◆ **SET TASK**: Quote exactly the lines running from the line with "If you could drop a marker on the person" to the end of the entries, including both, and nothing else.

Entries from a pointing dataset
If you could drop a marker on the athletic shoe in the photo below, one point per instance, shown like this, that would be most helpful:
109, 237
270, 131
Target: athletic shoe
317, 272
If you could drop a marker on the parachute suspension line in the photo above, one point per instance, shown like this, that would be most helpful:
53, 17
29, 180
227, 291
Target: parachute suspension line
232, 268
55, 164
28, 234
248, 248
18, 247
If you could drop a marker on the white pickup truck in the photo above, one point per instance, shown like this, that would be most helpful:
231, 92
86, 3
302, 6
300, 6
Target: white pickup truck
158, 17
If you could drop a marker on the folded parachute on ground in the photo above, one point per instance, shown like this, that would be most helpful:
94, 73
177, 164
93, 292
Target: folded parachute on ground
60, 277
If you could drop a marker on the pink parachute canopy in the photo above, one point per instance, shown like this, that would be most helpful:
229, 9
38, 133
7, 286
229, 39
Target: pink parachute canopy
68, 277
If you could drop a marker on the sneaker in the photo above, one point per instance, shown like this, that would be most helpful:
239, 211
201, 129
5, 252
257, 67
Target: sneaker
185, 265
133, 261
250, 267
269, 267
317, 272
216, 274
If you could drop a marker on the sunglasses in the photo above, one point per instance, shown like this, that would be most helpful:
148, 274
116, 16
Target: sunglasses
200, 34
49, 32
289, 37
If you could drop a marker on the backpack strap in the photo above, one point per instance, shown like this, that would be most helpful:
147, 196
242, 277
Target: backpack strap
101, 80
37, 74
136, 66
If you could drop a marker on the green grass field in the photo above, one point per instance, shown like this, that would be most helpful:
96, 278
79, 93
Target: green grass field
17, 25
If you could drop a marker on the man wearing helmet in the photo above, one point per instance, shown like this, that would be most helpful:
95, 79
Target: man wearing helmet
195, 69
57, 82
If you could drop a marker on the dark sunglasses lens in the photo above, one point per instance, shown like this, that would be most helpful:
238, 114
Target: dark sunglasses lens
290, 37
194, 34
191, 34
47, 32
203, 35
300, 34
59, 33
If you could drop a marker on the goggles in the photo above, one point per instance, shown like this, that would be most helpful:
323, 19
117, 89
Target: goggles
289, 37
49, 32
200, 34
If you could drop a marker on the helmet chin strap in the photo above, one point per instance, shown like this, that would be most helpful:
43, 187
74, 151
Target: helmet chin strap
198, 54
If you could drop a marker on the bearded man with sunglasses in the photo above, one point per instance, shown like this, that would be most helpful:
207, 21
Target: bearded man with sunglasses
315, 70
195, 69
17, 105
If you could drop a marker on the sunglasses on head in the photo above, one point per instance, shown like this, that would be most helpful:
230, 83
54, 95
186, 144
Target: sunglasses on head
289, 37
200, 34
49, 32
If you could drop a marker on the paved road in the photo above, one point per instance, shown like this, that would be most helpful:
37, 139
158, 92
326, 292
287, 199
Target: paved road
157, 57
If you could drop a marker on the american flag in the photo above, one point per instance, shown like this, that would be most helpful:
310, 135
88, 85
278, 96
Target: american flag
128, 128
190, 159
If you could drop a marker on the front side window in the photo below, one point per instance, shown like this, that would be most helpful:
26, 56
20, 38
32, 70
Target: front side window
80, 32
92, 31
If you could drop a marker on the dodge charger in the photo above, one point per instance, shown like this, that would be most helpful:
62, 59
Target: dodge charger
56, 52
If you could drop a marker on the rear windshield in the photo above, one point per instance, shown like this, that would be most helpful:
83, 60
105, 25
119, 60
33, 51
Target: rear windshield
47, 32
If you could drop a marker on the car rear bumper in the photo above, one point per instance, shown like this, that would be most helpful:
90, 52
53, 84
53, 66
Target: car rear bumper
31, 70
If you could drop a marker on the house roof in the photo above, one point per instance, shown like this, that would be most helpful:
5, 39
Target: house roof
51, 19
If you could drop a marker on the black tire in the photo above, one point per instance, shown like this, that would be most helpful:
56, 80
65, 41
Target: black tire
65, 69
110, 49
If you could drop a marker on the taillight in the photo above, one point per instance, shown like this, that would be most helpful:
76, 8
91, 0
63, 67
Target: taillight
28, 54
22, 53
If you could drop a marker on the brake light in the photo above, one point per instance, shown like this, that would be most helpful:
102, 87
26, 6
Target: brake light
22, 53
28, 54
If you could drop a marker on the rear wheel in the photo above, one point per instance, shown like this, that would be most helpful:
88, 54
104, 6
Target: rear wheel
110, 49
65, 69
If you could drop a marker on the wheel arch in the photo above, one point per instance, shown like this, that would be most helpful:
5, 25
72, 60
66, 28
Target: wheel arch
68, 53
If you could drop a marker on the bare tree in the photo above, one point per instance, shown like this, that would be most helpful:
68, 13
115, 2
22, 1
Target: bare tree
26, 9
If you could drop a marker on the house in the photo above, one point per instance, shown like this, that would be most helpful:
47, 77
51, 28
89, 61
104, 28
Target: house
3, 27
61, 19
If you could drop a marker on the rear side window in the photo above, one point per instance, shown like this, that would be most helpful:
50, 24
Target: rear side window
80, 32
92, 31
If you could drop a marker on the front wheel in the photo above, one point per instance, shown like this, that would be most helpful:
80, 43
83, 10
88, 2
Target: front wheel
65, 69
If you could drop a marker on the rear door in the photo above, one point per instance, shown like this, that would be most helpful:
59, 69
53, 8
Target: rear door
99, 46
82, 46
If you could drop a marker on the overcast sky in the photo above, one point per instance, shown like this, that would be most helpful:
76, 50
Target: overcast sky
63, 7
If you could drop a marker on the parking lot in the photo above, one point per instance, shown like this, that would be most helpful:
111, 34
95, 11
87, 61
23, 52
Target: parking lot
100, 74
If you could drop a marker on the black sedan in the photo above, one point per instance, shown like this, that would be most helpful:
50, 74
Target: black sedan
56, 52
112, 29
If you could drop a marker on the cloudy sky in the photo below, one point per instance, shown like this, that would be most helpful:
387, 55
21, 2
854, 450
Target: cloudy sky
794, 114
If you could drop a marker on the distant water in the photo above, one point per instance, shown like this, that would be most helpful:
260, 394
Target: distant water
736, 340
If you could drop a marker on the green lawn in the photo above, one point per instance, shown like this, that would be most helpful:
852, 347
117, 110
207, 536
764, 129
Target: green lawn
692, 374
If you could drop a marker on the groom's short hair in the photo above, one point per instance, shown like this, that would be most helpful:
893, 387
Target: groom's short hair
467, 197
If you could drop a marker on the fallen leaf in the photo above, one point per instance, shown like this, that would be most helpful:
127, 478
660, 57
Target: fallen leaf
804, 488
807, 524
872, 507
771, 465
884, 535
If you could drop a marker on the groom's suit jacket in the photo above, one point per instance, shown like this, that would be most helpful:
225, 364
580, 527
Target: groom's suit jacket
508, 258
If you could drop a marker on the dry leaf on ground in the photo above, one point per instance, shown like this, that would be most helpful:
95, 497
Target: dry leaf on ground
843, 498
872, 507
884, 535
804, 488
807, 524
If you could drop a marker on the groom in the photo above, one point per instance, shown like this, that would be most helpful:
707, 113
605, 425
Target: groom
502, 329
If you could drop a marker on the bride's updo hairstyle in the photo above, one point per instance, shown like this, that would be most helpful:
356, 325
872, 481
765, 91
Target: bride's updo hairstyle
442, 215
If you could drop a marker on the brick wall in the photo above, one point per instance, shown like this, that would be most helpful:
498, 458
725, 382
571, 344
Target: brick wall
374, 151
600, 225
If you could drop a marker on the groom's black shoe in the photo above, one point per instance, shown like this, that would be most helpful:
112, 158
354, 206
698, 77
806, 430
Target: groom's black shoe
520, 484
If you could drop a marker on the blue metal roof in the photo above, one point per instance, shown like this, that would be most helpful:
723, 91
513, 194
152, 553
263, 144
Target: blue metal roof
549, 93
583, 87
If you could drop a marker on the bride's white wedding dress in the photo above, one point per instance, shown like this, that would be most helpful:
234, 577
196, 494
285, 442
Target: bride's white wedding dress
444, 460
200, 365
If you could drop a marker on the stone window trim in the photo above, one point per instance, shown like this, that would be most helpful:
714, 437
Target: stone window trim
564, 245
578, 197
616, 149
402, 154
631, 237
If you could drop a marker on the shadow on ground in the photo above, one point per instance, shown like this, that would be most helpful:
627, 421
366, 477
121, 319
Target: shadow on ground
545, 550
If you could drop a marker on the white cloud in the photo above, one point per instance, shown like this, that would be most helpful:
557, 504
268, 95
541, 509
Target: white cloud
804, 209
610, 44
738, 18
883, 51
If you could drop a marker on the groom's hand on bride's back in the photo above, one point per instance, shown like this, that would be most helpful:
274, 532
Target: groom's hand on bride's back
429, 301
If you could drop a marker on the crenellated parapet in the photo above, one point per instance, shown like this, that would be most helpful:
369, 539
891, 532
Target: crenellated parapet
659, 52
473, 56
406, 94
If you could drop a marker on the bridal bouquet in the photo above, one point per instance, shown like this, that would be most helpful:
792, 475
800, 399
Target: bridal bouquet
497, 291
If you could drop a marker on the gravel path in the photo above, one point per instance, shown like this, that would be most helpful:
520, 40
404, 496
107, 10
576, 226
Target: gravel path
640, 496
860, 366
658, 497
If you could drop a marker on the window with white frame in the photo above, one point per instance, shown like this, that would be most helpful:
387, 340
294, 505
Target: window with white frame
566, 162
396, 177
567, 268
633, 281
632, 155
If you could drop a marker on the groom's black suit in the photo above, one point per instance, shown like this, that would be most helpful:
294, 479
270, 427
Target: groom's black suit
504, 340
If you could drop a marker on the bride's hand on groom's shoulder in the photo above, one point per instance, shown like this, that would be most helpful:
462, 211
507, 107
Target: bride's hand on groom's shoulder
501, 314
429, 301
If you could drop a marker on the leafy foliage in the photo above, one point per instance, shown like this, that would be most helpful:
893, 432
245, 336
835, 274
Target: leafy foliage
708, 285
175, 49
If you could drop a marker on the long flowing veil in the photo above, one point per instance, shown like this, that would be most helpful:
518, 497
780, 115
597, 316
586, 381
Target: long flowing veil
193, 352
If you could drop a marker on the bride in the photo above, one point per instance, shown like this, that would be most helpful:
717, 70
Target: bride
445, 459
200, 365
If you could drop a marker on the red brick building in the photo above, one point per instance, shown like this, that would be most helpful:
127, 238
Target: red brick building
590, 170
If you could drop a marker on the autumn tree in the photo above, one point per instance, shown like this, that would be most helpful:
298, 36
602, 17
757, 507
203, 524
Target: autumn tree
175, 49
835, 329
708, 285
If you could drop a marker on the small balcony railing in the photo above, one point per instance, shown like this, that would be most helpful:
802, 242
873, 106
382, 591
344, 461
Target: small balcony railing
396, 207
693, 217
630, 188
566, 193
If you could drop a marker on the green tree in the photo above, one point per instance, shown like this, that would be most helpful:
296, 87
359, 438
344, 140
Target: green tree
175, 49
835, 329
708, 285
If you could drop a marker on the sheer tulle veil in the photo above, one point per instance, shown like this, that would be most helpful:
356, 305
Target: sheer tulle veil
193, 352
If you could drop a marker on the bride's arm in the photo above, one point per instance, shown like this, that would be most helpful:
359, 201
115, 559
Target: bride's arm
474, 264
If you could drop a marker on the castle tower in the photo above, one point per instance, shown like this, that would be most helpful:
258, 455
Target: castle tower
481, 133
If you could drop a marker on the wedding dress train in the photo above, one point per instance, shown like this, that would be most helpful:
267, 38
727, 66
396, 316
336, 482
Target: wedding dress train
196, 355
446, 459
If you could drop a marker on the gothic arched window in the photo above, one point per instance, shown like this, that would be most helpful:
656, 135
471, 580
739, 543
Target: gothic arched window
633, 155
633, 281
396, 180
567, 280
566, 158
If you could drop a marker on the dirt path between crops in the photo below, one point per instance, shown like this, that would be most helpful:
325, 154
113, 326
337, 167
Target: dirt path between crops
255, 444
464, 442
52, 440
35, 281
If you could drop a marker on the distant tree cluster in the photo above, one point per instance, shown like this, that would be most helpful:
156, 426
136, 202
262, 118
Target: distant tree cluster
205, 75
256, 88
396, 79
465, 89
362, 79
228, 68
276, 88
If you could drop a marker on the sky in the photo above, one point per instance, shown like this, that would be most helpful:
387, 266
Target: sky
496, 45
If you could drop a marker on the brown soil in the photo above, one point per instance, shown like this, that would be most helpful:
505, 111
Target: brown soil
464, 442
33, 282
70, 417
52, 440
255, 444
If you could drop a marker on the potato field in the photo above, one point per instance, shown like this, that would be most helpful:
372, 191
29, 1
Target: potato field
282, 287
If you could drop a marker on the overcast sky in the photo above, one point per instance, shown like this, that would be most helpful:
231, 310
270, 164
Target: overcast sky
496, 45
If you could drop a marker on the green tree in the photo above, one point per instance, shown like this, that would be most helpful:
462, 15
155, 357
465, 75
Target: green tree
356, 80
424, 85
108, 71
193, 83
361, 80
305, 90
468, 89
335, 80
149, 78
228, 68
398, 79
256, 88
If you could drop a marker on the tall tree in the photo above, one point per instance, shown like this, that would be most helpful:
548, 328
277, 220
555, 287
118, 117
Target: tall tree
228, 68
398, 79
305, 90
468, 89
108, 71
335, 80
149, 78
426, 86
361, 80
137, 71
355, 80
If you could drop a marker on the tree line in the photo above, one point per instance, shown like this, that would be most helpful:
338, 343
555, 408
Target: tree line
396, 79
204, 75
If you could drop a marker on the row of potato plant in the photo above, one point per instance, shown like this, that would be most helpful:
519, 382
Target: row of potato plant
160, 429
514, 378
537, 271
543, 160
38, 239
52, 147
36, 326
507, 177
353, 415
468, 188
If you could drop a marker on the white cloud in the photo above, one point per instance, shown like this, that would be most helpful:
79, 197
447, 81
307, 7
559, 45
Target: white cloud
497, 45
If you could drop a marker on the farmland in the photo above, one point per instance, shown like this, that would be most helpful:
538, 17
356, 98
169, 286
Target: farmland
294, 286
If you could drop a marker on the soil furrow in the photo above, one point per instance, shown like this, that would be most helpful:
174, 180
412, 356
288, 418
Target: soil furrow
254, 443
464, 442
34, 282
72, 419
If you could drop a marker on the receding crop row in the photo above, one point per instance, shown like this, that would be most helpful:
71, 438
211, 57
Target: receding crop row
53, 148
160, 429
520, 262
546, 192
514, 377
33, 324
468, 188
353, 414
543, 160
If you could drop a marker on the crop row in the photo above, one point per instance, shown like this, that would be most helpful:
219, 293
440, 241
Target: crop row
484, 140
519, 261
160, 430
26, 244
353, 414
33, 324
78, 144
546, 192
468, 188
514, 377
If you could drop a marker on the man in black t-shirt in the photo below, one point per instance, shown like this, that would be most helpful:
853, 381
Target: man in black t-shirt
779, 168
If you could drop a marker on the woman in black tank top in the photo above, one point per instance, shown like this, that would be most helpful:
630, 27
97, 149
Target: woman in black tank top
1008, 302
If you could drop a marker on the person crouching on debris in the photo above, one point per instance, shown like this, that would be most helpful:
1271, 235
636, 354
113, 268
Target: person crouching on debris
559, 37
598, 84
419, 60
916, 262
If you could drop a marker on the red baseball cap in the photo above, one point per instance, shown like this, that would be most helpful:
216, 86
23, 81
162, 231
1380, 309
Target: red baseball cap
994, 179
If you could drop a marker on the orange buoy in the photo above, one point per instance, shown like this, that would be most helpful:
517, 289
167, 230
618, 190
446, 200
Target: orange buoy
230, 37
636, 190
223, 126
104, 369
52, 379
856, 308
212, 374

◆ **RESPONSE FOR THIS EXERCISE**:
If you could drop a marker on the person crouching on debris in the photo above, one point per instance, shown like this, that would be most helpful:
1271, 235
636, 354
113, 268
Target: person crouching on debris
559, 37
598, 84
419, 60
916, 262
If you could drop a marker on the red baseball cap in the photo above, one point per instance, shown like this, that would be most helpful:
216, 86
23, 81
162, 231
1380, 309
Target: red baseball cap
994, 179
If you could drop a marker on the orange buoy in the photo above, one point per instance, shown like this, that would be most helpful:
517, 289
167, 230
618, 190
446, 200
Target: orange buoy
230, 37
636, 190
223, 126
104, 369
52, 379
856, 308
212, 374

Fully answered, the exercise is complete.